• Stored items:
^^^^^^^^^^^^^^^^

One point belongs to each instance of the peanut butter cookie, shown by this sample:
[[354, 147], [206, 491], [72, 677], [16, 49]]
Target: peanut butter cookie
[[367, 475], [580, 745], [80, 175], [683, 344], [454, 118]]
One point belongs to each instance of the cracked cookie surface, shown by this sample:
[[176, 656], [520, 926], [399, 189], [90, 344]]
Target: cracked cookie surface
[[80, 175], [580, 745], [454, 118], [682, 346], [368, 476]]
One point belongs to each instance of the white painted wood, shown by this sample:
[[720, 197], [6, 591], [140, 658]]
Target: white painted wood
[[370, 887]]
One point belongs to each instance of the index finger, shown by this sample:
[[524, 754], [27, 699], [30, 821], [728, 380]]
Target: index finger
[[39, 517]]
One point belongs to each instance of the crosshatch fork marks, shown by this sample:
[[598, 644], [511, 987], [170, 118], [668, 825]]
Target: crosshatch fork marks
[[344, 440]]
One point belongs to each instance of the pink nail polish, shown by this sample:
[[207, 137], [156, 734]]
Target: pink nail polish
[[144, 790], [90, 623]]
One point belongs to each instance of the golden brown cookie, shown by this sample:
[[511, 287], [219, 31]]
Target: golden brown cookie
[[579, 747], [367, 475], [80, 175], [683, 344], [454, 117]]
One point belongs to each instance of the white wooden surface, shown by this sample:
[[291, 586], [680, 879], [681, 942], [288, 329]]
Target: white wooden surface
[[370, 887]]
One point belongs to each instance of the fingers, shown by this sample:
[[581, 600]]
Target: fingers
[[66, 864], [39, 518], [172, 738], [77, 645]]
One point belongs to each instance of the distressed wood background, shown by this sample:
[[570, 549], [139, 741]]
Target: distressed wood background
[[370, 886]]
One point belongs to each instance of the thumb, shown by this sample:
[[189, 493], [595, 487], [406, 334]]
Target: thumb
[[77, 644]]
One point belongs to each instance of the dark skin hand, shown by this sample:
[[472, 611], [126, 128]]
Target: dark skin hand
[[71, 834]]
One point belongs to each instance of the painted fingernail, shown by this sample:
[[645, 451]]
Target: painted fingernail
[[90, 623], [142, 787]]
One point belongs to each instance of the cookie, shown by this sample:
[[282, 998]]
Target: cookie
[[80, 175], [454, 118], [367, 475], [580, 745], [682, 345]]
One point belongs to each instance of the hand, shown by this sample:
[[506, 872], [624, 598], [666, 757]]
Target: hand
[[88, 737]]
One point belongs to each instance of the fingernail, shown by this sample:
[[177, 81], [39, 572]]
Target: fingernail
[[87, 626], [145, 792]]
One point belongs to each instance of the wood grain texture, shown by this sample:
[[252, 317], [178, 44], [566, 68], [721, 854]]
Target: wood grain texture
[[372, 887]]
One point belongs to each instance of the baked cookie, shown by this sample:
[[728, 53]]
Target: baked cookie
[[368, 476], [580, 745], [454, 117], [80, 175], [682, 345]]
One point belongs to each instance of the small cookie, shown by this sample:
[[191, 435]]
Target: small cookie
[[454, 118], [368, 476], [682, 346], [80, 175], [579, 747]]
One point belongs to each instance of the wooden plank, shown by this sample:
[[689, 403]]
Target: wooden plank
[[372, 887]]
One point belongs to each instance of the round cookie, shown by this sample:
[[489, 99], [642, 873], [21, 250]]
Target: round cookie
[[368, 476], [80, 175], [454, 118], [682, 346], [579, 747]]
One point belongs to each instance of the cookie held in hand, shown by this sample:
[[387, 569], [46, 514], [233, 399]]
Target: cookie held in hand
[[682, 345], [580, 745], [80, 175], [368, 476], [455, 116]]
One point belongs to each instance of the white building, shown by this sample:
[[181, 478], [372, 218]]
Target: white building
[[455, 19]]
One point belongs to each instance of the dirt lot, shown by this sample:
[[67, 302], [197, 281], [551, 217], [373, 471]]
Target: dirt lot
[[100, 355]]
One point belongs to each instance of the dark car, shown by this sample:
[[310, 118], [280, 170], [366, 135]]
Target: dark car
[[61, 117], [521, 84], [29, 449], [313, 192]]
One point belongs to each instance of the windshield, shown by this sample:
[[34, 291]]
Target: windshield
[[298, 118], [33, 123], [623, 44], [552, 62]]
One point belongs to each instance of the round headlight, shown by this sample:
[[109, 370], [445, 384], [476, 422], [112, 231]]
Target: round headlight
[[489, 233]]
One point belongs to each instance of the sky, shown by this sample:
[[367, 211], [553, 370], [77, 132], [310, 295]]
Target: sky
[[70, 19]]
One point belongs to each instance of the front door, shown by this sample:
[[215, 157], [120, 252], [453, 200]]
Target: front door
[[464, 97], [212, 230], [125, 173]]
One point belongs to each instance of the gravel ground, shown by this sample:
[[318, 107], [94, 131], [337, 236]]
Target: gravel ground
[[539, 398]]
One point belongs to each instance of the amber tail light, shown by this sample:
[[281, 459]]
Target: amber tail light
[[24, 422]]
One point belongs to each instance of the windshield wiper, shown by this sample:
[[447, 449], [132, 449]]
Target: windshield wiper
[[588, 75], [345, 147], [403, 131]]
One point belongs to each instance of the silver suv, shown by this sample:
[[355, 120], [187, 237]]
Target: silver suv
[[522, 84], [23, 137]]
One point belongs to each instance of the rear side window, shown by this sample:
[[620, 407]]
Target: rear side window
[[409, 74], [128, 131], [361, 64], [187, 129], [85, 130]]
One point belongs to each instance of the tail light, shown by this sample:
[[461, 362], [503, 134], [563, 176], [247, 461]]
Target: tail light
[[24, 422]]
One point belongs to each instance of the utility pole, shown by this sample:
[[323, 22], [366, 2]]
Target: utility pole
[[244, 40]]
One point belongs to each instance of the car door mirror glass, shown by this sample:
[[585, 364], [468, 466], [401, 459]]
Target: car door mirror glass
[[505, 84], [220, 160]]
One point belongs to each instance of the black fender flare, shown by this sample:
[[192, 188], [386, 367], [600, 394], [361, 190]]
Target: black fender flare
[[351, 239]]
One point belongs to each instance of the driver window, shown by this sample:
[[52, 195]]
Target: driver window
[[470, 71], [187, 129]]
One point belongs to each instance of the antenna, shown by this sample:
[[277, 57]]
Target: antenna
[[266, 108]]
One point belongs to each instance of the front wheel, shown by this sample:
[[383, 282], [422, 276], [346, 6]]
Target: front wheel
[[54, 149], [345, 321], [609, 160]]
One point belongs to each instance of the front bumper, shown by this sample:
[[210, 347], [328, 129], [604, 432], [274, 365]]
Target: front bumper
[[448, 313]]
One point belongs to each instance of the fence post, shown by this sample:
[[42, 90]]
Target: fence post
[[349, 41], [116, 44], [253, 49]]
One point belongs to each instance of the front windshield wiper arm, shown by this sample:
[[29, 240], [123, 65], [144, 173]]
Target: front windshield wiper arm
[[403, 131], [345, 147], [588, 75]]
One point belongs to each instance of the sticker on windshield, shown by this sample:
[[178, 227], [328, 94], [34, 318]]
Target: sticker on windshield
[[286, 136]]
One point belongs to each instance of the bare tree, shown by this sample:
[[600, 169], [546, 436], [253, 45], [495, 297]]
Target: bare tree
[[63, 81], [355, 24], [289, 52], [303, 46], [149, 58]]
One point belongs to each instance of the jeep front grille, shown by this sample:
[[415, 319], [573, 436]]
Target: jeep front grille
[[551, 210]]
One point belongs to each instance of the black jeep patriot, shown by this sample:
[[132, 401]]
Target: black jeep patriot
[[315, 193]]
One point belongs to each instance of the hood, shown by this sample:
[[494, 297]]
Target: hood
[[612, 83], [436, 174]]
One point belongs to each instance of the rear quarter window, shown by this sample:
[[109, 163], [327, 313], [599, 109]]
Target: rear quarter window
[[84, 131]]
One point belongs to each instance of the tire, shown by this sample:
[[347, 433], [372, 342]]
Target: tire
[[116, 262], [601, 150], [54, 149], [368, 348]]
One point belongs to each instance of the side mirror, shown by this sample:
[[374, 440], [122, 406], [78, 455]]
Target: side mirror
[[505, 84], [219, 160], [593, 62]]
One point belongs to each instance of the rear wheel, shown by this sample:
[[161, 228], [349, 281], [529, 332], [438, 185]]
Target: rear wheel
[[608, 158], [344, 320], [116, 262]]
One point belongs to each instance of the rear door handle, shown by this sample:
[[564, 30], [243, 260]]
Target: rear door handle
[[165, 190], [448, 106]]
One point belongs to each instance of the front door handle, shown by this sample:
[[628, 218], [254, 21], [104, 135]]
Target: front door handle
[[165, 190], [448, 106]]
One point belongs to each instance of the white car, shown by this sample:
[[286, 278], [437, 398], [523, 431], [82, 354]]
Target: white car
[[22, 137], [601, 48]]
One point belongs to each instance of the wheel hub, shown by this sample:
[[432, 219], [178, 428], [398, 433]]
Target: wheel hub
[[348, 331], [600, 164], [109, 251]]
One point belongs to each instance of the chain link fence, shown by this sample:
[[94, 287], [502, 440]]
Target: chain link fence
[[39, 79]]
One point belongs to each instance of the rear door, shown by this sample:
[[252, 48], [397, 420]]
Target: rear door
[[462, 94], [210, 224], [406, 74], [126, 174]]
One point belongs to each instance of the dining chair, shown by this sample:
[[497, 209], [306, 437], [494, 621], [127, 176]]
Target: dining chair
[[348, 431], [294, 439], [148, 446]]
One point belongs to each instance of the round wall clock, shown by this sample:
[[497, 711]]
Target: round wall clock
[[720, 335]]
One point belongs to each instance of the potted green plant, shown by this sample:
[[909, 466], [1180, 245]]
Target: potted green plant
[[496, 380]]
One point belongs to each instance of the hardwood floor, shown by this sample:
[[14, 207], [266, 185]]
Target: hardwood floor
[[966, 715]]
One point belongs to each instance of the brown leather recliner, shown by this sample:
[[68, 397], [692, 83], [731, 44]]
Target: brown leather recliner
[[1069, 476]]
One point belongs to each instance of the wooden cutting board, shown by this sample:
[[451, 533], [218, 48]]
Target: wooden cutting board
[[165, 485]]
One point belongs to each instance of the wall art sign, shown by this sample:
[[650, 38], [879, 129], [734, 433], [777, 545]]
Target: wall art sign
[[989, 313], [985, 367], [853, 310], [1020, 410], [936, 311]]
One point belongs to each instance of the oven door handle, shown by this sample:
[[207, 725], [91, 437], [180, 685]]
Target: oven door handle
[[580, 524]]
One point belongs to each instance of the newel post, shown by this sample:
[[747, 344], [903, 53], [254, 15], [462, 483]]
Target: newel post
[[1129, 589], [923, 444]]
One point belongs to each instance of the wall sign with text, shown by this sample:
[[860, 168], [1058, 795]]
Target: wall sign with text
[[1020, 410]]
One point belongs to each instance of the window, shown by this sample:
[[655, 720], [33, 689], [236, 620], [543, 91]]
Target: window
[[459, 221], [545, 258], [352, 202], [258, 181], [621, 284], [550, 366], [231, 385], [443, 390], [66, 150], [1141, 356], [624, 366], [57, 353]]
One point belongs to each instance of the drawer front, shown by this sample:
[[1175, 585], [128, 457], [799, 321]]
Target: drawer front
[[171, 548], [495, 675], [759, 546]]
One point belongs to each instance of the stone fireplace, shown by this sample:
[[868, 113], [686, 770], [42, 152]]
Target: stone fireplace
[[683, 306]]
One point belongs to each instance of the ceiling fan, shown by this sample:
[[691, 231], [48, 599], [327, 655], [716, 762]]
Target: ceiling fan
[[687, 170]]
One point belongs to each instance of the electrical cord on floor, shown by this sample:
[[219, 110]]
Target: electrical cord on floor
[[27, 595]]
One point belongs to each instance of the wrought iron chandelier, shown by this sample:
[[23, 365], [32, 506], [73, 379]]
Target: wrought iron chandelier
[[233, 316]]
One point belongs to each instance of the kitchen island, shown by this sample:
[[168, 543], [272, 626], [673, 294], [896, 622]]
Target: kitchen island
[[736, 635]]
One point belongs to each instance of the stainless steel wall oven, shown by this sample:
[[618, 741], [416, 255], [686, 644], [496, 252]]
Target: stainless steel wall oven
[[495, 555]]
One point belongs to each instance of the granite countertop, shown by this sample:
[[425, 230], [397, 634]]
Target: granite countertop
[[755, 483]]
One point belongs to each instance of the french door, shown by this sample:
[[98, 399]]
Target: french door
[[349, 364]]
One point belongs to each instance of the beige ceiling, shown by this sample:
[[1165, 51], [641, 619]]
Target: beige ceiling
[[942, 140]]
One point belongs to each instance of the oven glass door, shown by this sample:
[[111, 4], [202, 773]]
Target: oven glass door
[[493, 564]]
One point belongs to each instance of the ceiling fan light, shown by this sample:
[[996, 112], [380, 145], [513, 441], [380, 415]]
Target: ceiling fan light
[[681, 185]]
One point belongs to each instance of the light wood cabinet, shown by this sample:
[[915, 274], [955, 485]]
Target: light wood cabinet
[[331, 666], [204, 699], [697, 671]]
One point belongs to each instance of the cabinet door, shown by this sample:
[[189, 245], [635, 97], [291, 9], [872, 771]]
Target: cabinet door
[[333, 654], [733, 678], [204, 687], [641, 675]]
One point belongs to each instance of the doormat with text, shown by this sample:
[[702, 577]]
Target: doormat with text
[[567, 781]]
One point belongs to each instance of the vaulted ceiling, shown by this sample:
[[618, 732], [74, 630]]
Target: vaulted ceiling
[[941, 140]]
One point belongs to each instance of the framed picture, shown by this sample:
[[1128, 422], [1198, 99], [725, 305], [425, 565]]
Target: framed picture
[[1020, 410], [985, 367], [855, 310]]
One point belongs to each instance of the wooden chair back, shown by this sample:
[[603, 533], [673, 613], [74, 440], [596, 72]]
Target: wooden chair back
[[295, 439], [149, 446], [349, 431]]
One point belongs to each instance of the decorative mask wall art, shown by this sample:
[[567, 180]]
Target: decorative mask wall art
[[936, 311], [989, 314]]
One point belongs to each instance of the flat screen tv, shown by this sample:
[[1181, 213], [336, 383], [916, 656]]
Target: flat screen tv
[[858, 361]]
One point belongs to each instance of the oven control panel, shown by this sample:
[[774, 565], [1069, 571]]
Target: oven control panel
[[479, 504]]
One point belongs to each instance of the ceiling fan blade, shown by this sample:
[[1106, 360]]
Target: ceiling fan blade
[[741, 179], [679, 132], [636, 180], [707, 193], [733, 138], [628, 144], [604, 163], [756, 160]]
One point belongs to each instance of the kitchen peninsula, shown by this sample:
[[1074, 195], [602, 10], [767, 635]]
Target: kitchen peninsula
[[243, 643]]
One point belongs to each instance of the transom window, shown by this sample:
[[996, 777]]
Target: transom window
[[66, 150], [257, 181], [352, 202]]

^^^^^^^^^^^^^^^^

• EXERCISE INSTRUCTIONS:
The output should be exactly the lines above from the line containing "[[618, 741], [416, 255], [686, 644], [496, 252]]" to the line containing "[[189, 245], [635, 97], [291, 9], [872, 771]]", inclusive, with no other lines.

• PROBLEM SOLUTION:
[[618, 741], [416, 255], [686, 644], [496, 252]]
Target: stainless steel wall oven
[[495, 555]]
One point belongs to each instance of the granite countertop, shown by this sample:
[[425, 230], [397, 634]]
Target: granite countertop
[[755, 483]]
One point belongs to each instance of the french door, shown by this sample:
[[98, 399]]
Target: french door
[[349, 364]]
One point belongs to each instance of the beige ceiling, shown by this sample:
[[1165, 51], [641, 619]]
Target: beige ceiling
[[942, 140]]
One point belongs to each instance of the oven glass door, shown by this sample:
[[111, 4], [202, 773]]
Target: oven glass door
[[493, 564]]
One point belongs to each instance of the ceiling fan light, shown by this sample:
[[996, 112], [380, 145], [513, 441], [380, 415]]
Target: ceiling fan light
[[681, 185]]
One point belongs to each instance of the light wood cabinet, shown by this sample:
[[915, 274], [955, 485]]
Target: light wood cabinet
[[331, 666], [204, 699], [697, 671]]
One point belongs to each instance of the cabinet door, shown by this sample:
[[189, 245], [635, 97], [291, 9], [872, 771]]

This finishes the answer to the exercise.